WHAT YOU HAVE TO DO
When the line containing "label=area rug → get bounding box" appears in the listing below, set it down along with each later line through the end, exactly as written, and nothing before it.

MATERIAL PROVIDED
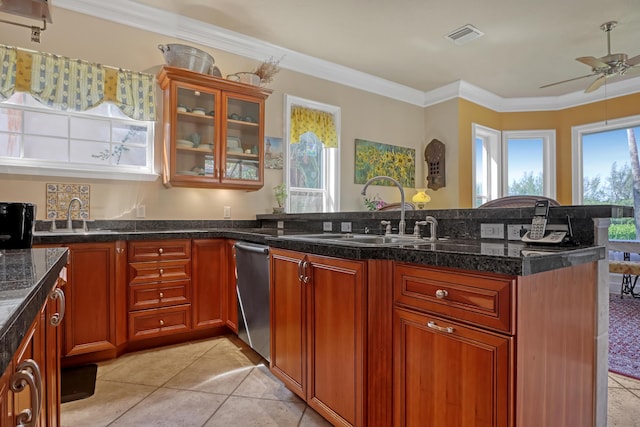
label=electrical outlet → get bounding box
[323,222,333,232]
[341,222,352,232]
[223,206,231,219]
[480,223,504,239]
[277,221,284,229]
[507,224,527,240]
[135,205,146,218]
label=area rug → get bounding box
[609,294,640,380]
[61,363,97,403]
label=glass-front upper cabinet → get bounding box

TASK ANSWER
label=area rug → get bounding box
[609,294,640,380]
[61,363,97,403]
label=glass-front upper cabinet → get bounding box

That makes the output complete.